Task goal: Rewrite everything from the line containing "of the blue" down to the end of the data, substituting "strap" for "lanyard" and leaving all else unchanged.

Task material:
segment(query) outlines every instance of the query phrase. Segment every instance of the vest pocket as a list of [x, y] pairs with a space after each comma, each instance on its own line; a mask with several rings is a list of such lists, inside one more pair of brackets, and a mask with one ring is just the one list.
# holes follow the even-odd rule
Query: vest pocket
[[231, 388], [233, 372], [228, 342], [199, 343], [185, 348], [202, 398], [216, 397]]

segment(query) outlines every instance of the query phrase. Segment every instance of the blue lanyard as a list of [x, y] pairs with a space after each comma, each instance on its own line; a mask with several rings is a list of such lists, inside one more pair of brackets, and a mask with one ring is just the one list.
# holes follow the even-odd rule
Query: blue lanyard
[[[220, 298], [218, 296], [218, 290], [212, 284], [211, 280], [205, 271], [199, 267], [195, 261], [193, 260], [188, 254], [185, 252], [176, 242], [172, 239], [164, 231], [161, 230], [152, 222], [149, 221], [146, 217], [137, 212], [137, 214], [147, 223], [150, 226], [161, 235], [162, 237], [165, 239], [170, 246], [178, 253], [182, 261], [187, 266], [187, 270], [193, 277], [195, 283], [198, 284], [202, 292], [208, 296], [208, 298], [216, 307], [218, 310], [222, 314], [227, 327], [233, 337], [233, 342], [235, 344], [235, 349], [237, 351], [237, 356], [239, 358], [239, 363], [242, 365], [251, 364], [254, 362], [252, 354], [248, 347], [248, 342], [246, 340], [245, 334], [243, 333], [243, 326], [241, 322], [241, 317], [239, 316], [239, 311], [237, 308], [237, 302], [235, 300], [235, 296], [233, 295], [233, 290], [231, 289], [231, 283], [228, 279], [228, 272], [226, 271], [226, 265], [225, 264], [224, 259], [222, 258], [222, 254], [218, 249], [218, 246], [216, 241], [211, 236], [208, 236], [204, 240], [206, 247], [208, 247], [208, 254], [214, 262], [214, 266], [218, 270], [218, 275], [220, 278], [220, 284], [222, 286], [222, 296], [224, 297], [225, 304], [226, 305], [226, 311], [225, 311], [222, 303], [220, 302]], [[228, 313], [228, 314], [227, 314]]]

Answer in full:
segment(query) outlines every instance of the query phrase. Segment every instance of the blue strap as a list of [x, y] pairs with a space after each comma, each instance on its own line; a mask with several rings is a list of such lists, inside one more pair of brackets, and a mask with one ring is just the one list.
# holes follow the even-odd rule
Query: blue strap
[[[220, 298], [218, 296], [218, 290], [212, 284], [211, 280], [205, 271], [199, 267], [195, 261], [193, 260], [188, 254], [185, 252], [176, 242], [172, 239], [164, 231], [161, 230], [152, 222], [149, 221], [146, 217], [137, 212], [137, 214], [147, 223], [150, 226], [161, 235], [162, 237], [165, 239], [170, 246], [178, 253], [182, 261], [187, 266], [187, 270], [193, 277], [195, 283], [198, 284], [202, 292], [208, 296], [208, 298], [216, 307], [218, 310], [222, 314], [227, 327], [233, 337], [233, 342], [235, 344], [235, 349], [237, 351], [237, 356], [239, 358], [239, 363], [242, 365], [251, 364], [254, 362], [252, 354], [248, 347], [248, 342], [246, 340], [245, 334], [243, 333], [243, 326], [241, 322], [241, 317], [239, 316], [239, 311], [237, 308], [237, 302], [235, 300], [235, 296], [233, 295], [233, 290], [231, 289], [231, 283], [228, 279], [228, 272], [226, 271], [226, 265], [225, 264], [224, 259], [222, 258], [222, 254], [218, 249], [218, 246], [216, 241], [211, 236], [208, 236], [204, 240], [206, 247], [208, 247], [208, 254], [214, 262], [214, 266], [218, 270], [218, 275], [220, 278], [220, 284], [222, 286], [222, 296], [224, 297], [225, 304], [226, 305], [226, 311], [225, 311], [222, 303], [220, 302]], [[228, 313], [228, 314], [227, 314]]]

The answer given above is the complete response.